# Article:

** start **

Let's make a try with a ``scatter_mapbox()`` instead of ``density_mapbox``

In [None]:
fig = px.scatter_mapbox(
  day_df, 
  lat="lat", 
  lon="lon", 
  # opacity = 0.8,
  animation_frame='bin', 
  mapbox_style = "carto-positron",  
  zoom = 10.0,
  height = k_HeightPx,
  width = k_WidthPx,
  title = f"{date_string} - Localized pickups during the next 5 minutes",
)
fig.show()

# Focus on one hour

In [None]:
date_obj = datetime.datetime(year, month, day, hour)
date_string = date_obj.strftime("%Y-%B-%d-%a-%HH") # https://docs.python.org/3/library/datetime.html#strftime-and-strptime-behavior
print(date_string)

In [None]:
hour_df = day_df[day_df["hour"]==hour]
hour_df.describe().T

In [None]:
fig = px.scatter_mapbox(
  hour_df, 
  lat="lat", 
  lon="lon", 
  opacity = 0.5,
  mapbox_style = "carto-positron",  
  zoom = 10.0,
  height = k_HeightPx,
  width = k_WidthPx,
  title = f"{date_string} - Localized pickups during the next hour",
)
fig.show()

In [None]:
fig = px.scatter_mapbox(
  hour_df, 
  lat="lat", 
  lon="lon", 
  opacity = 0.5,
  animation_frame='bin', 
  mapbox_style = "carto-positron",  
  zoom = 10.0,
  height = k_HeightPx,
  width = k_WidthPx,
  title = f"{date_string} - Localized pickups during the next 5 minutes",
)
fig.show()

### <span style="color:orange"><b>Comments :</b></span>

* Surprisigly the graph using bins of 5 minustes seems more difficult to read
* On the frist graph we can see that 
    * LaGardia is up and running,  
    * East and west side of central park
    * South Manhattan & Greenpoint
    * Brookling waking up
* Know what we know from the initial study, we could identify 6 zones for this hour


# REPRENDRE À PARTIR D'ICI -----------------------------

# KMeans

In [None]:
lat_lon_hour = hour_df[["lat", "lon"]]
lat_lon_hour.shape

In [None]:
scaler = StandardScaler()
lat_lon_hour = scaler.fit_transform(lat_lon_hour)


In [None]:
wcss = []
for i in range(1, 20):
  kmeans = KMeans(n_clusters=i, n_init='auto', init='k-means++', random_state = k_random_state)

** end **

# Data shown:
** start **

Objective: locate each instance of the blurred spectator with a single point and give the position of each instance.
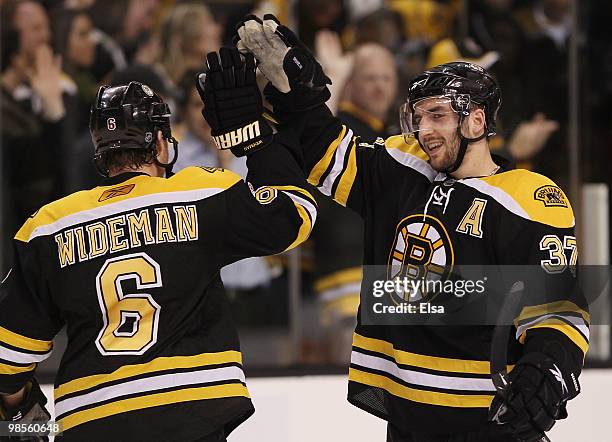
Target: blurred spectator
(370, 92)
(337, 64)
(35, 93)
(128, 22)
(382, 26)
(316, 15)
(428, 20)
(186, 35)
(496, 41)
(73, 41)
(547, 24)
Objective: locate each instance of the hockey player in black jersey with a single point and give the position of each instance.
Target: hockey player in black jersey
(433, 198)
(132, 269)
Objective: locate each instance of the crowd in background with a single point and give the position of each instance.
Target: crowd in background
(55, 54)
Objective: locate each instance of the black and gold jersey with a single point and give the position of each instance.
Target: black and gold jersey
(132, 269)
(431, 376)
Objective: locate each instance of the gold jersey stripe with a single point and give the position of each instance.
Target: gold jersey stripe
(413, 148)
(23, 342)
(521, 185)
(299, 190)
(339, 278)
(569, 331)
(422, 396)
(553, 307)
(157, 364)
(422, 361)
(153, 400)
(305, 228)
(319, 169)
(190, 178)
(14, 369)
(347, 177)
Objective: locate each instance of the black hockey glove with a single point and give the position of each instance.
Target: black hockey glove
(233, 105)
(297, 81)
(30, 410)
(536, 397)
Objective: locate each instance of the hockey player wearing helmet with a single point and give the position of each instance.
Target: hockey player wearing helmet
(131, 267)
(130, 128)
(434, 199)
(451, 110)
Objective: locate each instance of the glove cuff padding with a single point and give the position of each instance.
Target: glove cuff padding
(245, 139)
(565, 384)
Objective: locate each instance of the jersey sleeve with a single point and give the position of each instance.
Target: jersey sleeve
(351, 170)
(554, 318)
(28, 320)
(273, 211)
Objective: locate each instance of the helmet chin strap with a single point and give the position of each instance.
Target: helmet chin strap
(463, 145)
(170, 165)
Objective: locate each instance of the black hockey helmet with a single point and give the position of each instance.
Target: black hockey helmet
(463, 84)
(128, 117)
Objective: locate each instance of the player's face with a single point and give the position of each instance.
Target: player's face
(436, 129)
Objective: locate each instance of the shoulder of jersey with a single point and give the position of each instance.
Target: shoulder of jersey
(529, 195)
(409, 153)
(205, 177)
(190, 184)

** end **
** start **

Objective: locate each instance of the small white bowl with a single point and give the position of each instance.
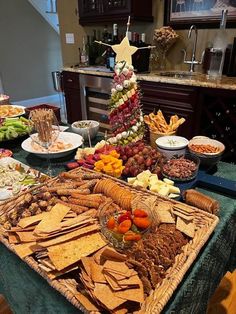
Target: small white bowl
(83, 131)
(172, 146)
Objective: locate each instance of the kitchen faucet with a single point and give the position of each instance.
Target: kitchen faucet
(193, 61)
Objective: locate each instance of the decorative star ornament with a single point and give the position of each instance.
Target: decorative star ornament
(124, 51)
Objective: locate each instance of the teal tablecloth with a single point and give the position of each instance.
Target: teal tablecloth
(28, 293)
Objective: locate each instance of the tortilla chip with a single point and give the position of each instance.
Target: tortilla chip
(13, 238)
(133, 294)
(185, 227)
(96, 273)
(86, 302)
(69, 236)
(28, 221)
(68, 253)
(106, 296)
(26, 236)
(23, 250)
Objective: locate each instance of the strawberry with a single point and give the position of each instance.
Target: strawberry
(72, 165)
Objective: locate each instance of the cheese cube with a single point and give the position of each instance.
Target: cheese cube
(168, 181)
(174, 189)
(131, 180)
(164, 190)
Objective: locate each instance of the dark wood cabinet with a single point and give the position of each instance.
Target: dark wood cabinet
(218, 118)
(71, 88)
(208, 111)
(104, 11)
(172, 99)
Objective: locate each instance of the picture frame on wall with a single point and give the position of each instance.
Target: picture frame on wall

** end **

# Things to do:
(1) In the pickup-mapping notebook, how many zones do the comments say could be identified for this hour?
(2) Condense the comments block of the pickup-mapping notebook, which begins "Surprisigly the graph using bins", into a short list.

# Written responses:
(1) 6 zones.

(2)
- The 5-minute-bin graph seems harder to read.
- The first graph shows activity at LaGardia, on the east and west sides of central park, in South Manhattan & Greenpoint, and in Brookling.
- Based on the initial study, 6 zones could be identified for this hour.